::: RECORDS SHOWN :::

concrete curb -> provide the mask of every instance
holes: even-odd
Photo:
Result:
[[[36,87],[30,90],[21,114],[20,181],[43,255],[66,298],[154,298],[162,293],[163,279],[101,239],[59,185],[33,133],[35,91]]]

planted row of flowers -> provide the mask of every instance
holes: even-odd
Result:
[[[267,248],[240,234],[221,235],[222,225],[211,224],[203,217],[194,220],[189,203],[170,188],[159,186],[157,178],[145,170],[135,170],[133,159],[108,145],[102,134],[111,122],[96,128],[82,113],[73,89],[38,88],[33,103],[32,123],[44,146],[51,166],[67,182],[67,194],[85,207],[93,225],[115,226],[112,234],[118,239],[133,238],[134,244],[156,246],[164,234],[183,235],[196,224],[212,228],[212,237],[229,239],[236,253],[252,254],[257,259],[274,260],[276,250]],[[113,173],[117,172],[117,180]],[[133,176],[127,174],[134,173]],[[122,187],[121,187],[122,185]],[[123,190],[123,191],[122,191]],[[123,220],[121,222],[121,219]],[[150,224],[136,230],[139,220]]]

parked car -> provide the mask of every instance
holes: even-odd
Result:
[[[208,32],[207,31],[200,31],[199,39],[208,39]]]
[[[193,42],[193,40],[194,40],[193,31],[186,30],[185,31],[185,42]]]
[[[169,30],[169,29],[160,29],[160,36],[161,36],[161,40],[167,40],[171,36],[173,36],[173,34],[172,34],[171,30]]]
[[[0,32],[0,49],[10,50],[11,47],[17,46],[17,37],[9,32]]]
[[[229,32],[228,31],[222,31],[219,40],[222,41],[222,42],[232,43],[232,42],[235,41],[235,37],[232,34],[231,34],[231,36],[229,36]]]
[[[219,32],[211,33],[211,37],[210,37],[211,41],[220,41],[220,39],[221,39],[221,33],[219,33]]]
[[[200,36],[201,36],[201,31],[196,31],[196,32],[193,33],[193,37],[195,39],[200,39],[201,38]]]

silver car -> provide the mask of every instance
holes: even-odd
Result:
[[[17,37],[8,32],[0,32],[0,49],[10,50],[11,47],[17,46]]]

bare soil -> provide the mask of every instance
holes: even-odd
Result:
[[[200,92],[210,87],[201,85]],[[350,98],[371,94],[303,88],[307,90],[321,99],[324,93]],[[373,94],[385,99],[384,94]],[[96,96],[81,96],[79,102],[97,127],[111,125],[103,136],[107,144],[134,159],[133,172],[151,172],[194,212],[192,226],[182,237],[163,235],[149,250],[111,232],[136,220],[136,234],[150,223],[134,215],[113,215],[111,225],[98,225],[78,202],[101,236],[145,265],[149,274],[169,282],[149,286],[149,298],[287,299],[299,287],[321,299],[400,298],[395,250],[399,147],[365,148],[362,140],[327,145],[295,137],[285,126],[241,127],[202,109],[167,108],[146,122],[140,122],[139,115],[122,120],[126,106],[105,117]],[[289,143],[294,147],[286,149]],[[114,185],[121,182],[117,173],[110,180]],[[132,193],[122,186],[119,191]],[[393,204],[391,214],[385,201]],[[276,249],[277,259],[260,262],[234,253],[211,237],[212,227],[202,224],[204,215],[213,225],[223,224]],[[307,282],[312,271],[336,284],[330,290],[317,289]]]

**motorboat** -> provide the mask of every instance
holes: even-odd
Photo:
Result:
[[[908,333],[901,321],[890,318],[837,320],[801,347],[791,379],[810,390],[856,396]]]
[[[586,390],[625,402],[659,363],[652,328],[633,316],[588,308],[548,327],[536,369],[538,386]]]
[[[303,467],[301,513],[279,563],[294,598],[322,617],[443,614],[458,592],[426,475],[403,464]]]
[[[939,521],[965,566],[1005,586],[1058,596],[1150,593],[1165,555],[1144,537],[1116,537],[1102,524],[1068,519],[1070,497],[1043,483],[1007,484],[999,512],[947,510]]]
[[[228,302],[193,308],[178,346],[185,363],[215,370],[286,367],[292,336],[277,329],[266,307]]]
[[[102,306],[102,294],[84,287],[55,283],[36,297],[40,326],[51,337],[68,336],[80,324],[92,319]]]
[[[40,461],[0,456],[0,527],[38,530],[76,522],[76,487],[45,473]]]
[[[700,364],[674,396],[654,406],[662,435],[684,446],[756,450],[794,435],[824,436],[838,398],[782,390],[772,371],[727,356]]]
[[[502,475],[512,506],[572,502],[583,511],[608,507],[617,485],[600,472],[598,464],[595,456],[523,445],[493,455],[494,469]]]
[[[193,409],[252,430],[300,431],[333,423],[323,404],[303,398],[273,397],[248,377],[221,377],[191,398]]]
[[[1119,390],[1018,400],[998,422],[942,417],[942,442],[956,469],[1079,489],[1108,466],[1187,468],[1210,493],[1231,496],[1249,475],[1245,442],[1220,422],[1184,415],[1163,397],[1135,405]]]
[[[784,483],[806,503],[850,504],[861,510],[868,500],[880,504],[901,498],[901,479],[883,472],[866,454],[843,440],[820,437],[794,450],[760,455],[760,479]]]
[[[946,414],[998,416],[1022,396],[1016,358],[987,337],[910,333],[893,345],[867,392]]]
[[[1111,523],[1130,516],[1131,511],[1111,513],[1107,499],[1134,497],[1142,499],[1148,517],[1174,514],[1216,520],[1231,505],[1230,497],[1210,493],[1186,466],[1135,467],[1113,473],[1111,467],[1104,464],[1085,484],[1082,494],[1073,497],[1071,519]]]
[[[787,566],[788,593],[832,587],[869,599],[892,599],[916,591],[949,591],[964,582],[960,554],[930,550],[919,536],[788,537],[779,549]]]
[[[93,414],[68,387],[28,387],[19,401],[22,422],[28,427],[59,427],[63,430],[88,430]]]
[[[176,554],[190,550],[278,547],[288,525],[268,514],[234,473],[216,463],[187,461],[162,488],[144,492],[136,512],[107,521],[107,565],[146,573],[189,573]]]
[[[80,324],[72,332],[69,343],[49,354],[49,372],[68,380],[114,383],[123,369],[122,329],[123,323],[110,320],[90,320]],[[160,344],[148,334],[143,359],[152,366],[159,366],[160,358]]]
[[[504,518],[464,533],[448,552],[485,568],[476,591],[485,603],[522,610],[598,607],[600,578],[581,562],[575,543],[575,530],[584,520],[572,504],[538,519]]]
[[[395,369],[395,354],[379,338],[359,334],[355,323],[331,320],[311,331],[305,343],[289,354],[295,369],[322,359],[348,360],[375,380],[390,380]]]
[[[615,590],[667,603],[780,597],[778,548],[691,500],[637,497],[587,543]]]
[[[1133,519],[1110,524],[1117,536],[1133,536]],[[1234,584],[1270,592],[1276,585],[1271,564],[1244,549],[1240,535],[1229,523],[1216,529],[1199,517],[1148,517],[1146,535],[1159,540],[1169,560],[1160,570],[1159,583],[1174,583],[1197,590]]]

:::

YOUR GOAL — Each line in the data that holds the word "mask" must be copied.

SOLUTION —
concrete curb -> provide the mask of every instance
planted row of flowers -> provide the mask of every instance
parked car -> provide the mask of every instance
silver car -> provide the mask of every instance
bare soil -> provide the mask of every instance
**motorboat** -> provide the mask of every instance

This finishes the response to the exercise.